> [Aim 1]:
According to the page on Iceberg catalogs, what does the catalog do when a writer commits new data?
▬▬▬
Iceberg Catalog Comparison: Hive Metastore vs AWS Glue vs REST vs Nessie

Iceberg Catalog Comparison: Hive Metastore vs AWS Glue vs REST vs Nessie

·

11 min read

Introduction

You have decided to build on Apache Iceberg. The table format is settled. But now comes a decision that will shape your entire lakehouse architecture: which catalog should you use?

The Iceberg catalog is the metadata backbone of your lakehouse. It tracks table locations, manages schema versions, handles concurrent writes, and determines which query engines can access your data. Pick the wrong one and you face migration headaches, vendor lock-in, or operational complexity that slows your team down.

In this guide, we compare the four most widely adopted Iceberg catalog options: Hive Metastore, AWS Glue, REST Catalog, and Project Nessie. We evaluate each across features, scalability, cloud support, and streaming compatibility so you can make an informed choice. We also cover how RisingWave's hosted Iceberg catalog fits into this landscape for teams that want a managed streaming lakehouse experience.

What Does an Iceberg Catalog Actually Do?

An Iceberg catalog is a service that maps table names to their current metadata locations. Every Iceberg table has a metadata pointer, a file in object storage that describes the table's schema, partition spec, sort order, and the list of data files (via manifest lists and manifests). The catalog's job is to manage that pointer.

When a writer commits new data, the catalog atomically updates the metadata pointer. When a reader queries a table, the catalog resolves the table name to the latest metadata file. This indirection is what gives Iceberg its key properties: ACID transactions, schema evolution, and time travel.

The choice of catalog affects three critical dimensions:

  • Concurrency and consistency: How does the catalog handle simultaneous writers? Does it support optimistic concurrency control?
  • Multi-engine compatibility: Can Spark, Trino, Flink, RisingWave, and other engines all use the same catalog?
  • Operational overhead: Do you need to deploy and manage infrastructure, or is the catalog fully managed?

How Does Hive Metastore Work as an Iceberg Catalog?

Hive Metastore (HMS) is the oldest and most widely deployed option. Originally built for Hive tables, it was extended to support Iceberg through a HiveCatalog implementation that stores Iceberg metadata pointers in the HMS database.
▬▬▬
> [Aim 2]:
Gather each line in the listing that contains the string "lanyard", and copy those lines out.

> [Records for the exercise]:
▬▬▬
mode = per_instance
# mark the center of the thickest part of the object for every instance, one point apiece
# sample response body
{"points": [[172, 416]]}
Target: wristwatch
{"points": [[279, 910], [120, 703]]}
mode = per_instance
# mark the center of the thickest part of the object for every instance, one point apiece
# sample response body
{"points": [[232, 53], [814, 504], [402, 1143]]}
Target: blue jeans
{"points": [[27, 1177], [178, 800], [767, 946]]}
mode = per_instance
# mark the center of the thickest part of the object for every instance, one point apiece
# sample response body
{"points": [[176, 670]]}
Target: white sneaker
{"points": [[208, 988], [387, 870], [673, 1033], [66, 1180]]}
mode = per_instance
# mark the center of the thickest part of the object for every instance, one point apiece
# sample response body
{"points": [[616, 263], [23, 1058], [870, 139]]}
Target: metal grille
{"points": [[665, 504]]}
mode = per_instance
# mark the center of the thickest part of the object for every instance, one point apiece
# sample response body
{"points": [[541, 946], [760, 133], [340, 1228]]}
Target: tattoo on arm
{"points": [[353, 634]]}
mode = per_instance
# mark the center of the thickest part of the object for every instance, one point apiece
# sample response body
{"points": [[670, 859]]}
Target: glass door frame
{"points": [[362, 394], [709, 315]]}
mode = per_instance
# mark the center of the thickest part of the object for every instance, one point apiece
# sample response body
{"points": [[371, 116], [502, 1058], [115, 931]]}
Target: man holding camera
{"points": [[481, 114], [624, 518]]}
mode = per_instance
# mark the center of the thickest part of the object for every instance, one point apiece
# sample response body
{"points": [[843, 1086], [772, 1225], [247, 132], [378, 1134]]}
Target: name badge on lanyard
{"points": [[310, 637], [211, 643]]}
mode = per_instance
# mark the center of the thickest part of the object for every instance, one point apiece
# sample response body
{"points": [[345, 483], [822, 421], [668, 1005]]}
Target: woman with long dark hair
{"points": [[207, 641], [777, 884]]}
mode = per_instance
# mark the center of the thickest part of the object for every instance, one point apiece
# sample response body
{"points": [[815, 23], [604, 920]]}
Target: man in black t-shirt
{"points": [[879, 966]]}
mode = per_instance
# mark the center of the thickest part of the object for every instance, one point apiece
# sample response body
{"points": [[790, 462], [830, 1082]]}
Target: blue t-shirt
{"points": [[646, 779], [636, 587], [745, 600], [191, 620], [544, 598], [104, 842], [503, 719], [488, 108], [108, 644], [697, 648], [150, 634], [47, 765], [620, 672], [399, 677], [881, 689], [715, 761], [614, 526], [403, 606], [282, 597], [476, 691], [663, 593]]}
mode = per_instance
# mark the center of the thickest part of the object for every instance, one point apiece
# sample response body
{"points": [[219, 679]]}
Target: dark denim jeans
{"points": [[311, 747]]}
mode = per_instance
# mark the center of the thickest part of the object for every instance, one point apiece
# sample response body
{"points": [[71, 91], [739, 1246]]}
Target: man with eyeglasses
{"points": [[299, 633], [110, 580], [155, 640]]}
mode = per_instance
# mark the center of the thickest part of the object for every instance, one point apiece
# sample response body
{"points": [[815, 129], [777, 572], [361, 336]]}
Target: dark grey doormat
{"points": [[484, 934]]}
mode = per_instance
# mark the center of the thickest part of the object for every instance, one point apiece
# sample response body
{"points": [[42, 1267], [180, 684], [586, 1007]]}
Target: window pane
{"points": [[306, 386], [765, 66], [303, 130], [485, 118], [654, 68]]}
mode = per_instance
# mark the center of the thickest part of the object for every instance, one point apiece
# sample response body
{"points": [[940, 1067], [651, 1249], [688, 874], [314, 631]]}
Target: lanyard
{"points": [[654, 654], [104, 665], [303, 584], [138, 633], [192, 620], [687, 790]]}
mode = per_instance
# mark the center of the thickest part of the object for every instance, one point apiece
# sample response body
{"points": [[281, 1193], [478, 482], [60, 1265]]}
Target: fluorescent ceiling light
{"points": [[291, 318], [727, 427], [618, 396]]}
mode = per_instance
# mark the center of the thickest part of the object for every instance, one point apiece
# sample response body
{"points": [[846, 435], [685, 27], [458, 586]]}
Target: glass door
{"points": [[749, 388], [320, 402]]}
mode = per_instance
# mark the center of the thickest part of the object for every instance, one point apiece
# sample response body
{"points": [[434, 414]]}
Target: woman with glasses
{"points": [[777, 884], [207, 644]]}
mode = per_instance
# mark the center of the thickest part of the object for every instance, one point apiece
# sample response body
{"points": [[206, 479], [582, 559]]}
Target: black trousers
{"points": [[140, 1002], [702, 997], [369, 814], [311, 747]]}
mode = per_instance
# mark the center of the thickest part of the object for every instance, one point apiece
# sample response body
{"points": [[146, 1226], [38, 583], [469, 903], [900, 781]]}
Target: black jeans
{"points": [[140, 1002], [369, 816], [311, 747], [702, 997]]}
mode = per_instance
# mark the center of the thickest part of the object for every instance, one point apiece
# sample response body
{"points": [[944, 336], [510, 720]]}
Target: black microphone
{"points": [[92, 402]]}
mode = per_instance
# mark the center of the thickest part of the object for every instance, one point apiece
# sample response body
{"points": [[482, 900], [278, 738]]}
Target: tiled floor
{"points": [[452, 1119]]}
▬▬▬
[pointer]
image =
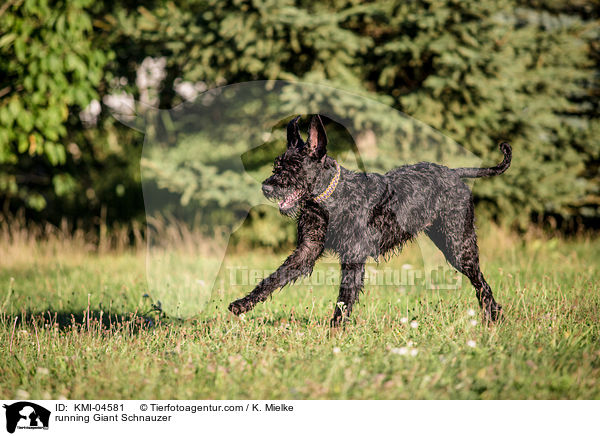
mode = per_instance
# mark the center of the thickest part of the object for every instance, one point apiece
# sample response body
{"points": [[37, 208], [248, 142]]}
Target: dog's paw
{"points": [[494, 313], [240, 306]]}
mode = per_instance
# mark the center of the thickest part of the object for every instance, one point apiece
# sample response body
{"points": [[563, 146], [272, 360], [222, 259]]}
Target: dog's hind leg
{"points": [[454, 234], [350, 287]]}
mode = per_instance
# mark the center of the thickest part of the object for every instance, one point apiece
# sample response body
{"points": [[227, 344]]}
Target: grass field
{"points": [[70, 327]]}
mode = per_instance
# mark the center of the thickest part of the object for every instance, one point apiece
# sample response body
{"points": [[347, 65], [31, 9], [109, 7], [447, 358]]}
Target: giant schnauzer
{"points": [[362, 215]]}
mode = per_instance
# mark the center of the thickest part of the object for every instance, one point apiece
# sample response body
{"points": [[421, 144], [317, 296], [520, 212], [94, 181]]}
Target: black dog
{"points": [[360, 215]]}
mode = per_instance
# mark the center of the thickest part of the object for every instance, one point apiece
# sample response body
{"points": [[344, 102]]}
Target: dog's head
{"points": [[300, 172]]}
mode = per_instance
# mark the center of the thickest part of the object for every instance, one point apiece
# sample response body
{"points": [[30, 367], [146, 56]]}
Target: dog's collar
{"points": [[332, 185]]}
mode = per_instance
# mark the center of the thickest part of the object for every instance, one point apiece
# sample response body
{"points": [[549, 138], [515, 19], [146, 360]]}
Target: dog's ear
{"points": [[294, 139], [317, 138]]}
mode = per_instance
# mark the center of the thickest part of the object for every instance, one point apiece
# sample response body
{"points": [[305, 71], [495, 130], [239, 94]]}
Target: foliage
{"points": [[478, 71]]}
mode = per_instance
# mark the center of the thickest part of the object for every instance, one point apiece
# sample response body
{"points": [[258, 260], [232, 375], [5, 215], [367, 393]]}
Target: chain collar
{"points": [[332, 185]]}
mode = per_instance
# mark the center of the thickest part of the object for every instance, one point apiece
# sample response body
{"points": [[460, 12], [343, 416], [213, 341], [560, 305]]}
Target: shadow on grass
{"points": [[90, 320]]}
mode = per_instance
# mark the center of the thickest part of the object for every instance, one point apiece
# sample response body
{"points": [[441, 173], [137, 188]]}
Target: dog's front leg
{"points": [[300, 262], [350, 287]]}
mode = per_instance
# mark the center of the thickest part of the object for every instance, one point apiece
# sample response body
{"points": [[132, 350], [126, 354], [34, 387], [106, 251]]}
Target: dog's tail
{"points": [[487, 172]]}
▬▬▬
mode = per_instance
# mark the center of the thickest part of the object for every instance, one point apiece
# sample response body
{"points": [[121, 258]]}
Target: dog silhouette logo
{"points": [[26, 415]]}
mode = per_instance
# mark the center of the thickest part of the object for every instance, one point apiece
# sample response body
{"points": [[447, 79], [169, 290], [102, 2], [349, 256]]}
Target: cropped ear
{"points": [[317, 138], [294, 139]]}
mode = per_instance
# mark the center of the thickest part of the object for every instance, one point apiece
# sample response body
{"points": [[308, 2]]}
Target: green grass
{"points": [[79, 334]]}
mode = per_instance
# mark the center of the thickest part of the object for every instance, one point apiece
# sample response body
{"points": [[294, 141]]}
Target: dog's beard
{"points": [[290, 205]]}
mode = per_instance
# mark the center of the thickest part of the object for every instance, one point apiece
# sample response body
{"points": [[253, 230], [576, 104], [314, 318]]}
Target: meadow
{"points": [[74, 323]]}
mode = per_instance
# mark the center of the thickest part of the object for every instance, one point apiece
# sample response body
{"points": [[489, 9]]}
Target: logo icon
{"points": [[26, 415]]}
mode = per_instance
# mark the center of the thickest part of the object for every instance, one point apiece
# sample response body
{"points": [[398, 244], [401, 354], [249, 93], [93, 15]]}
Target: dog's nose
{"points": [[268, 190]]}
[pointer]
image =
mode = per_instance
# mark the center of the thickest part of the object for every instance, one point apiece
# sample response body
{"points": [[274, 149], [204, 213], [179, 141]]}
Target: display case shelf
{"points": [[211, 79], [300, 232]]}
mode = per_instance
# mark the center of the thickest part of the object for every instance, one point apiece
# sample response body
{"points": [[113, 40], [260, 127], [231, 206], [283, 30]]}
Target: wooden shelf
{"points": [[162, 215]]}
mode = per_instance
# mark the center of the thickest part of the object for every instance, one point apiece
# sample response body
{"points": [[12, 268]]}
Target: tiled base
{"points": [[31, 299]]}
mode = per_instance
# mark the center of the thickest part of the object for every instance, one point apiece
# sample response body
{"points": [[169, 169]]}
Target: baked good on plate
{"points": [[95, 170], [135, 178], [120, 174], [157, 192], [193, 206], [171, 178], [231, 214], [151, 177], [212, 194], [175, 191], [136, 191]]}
▬▬▬
> [Full response 1]:
It atomically updates the metadata pointer.

> [Full response 2]:
Target: name badge on lanyard
Target: lanyard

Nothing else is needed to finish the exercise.